• _Task to carry out_:
Nothing should change. Output the data exactly.
Start of Recorded information
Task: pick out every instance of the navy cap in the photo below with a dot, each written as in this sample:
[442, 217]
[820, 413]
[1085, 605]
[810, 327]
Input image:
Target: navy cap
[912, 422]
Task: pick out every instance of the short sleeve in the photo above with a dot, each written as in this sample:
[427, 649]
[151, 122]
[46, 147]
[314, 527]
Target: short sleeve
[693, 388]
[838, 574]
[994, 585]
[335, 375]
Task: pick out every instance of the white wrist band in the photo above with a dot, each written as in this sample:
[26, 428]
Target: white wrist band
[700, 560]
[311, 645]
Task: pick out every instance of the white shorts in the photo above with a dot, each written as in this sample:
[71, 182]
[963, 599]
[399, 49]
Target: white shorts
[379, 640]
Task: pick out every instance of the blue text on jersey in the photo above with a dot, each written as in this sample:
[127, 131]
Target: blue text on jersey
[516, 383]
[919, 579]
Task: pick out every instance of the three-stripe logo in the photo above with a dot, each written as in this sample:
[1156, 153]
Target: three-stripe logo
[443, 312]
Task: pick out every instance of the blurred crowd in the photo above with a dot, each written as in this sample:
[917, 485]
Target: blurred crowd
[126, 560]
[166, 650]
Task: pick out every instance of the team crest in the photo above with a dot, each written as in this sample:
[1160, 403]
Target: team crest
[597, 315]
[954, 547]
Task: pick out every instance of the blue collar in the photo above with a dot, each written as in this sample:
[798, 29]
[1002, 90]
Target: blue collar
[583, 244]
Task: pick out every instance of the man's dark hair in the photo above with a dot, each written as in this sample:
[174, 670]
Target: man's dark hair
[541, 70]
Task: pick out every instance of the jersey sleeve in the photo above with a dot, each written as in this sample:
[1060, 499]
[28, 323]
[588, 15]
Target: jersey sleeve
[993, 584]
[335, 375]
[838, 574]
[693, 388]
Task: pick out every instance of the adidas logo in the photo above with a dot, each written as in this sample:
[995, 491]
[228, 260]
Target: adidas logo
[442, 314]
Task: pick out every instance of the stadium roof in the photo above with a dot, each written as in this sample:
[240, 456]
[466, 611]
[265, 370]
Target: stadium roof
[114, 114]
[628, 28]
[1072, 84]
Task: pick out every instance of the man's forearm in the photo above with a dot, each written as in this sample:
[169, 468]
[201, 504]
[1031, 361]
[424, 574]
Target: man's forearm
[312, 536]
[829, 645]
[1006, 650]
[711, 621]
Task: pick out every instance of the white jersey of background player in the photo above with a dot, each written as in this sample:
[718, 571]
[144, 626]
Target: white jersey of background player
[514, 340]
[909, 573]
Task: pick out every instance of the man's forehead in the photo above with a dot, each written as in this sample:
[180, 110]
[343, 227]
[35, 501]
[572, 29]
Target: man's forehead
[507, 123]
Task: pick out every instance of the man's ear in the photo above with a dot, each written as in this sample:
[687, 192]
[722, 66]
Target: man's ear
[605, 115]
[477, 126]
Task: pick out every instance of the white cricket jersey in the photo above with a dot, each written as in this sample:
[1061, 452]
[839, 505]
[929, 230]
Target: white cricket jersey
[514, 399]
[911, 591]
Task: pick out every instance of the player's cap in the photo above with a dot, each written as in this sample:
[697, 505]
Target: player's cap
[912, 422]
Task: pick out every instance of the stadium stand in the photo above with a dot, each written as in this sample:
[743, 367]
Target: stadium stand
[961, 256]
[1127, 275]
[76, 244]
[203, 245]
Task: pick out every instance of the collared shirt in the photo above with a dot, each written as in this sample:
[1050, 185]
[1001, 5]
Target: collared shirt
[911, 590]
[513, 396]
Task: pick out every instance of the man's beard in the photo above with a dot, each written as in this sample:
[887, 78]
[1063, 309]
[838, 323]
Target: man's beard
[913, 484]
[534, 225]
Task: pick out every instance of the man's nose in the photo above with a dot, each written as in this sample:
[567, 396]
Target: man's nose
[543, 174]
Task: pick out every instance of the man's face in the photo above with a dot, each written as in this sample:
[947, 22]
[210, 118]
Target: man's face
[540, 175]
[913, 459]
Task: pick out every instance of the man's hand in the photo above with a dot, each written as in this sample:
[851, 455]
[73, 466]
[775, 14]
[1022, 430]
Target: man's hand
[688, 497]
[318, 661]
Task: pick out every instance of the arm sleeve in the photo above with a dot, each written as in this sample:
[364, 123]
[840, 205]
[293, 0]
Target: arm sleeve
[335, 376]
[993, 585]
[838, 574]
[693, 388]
End of Recorded information
• _Problem solution_:
Task: pick out every instance of the navy cap in the photo below with a dot, each written as in this sample:
[442, 217]
[820, 413]
[1085, 605]
[810, 327]
Input image:
Target: navy cap
[912, 422]
Task: pick out every instance of the short sleeve in the photo above with a dot, each written as in this sample:
[427, 649]
[151, 122]
[46, 147]
[314, 527]
Target: short sleeve
[693, 388]
[838, 574]
[994, 585]
[335, 375]
Task: pick out every instance of the white wrist band in the photo above with a dot, each written as in this sample:
[26, 428]
Target: white wrist band
[700, 560]
[311, 645]
Task: pick out every instance of the white shorts in the photo above with a dot, each written as in this sample:
[71, 182]
[963, 599]
[399, 49]
Target: white shorts
[379, 640]
Task: pick out every instance of the blue text on jersey in the photo above with a dot, each written as in this sample:
[127, 131]
Target: blue text on jersey
[516, 383]
[919, 579]
Task: pick out every instance of the three-stripe logo in the photo above with a dot, each written as in this sample:
[1156, 153]
Target: three-stripe logo
[443, 312]
Task: pick out every instance of the blurred crowd in the photo above with a dot, each written as in this sample:
[917, 485]
Target: blurred crowd
[126, 560]
[166, 650]
Task: pick out every instance of the team crest in the photo above with a dot, each written as in this sample:
[1160, 403]
Target: team crest
[597, 315]
[954, 547]
Task: pick out every instance of the blue collar in the photo above with a dot, each written as in this sample:
[798, 29]
[1002, 90]
Target: blue collar
[583, 244]
Task: pick out every instance of the man's dark hair in the photo above with a dot, each written as in this sample:
[174, 670]
Target: man's dark hair
[541, 70]
Task: pick out every instance of the jersey sleeve in the photo above with a dot, each written as in this sample:
[1060, 499]
[28, 323]
[588, 15]
Target: jersey sleeve
[993, 584]
[335, 375]
[838, 574]
[693, 388]
Task: pick out every instance of the adidas logo in the photo above with a dot, each written as in this sample:
[995, 491]
[228, 260]
Target: adidas logo
[442, 314]
Task: pick out every instance of the stadium roof in the photo above with a dot, each written as in this sample:
[240, 456]
[466, 611]
[265, 370]
Target: stadium roof
[114, 114]
[628, 28]
[1072, 84]
Task: pick out every instance of the man's forearm in the photo above with a dot, each written as in this sample:
[169, 468]
[201, 504]
[1031, 361]
[424, 574]
Target: man's forearm
[312, 536]
[829, 645]
[1006, 650]
[711, 621]
Task: pick out every instance of the white jersey of background player in the photo above with a dot, each written as in this sample:
[718, 571]
[144, 626]
Target: white jersey of background player
[514, 340]
[909, 573]
Task: pick out every instance of the man's forehead in the photo above with a dot, each written as in this sample:
[180, 110]
[343, 227]
[35, 501]
[572, 29]
Target: man's forehead
[507, 123]
Task: pick out every instance of the man's ear in the photo above with a dot, each written as in this sample:
[687, 192]
[722, 66]
Target: man's ear
[605, 115]
[477, 126]
Task: pick out every instance of the white cricket jersey in the photo above with a dot, each written as in this sample:
[1061, 452]
[839, 505]
[929, 230]
Target: white cricket jersey
[514, 399]
[911, 591]
Task: pick out every instance of the player's cap in the photo above with a dot, each written as in this sample:
[697, 505]
Target: player's cap
[912, 422]
Task: pick out every instance of the stadium stand in the photo above with a dot, each written as in this sample:
[743, 367]
Target: stadium stand
[961, 256]
[1127, 275]
[76, 244]
[203, 245]
Task: pick out every instance of the collared shirt in the photo above with a dot, each written as in this sample:
[1050, 185]
[1001, 5]
Target: collared shirt
[911, 590]
[513, 396]
Task: pick out every instance of the man's beard in the photo above with a dot, each written as in this sample:
[887, 78]
[1063, 309]
[838, 323]
Target: man's beard
[913, 484]
[534, 225]
Task: pick out every instance of the man's nose in the photo above with a dot, each written as in this sample:
[567, 396]
Target: man's nose
[543, 174]
Task: pick out every instance of the man's face in the photo above with a dot, each written as in this sample:
[947, 22]
[210, 118]
Target: man's face
[540, 175]
[913, 459]
Task: pick out every instance of the man's hand in the photo above with a dot, each written as in this sample:
[851, 455]
[73, 466]
[775, 14]
[1022, 430]
Target: man's hand
[688, 497]
[318, 661]
Task: pick out every instance of the arm sleeve in the photo above with a dot, each written as in this sample:
[364, 123]
[840, 205]
[293, 0]
Target: arm sleeve
[335, 376]
[993, 585]
[838, 574]
[693, 388]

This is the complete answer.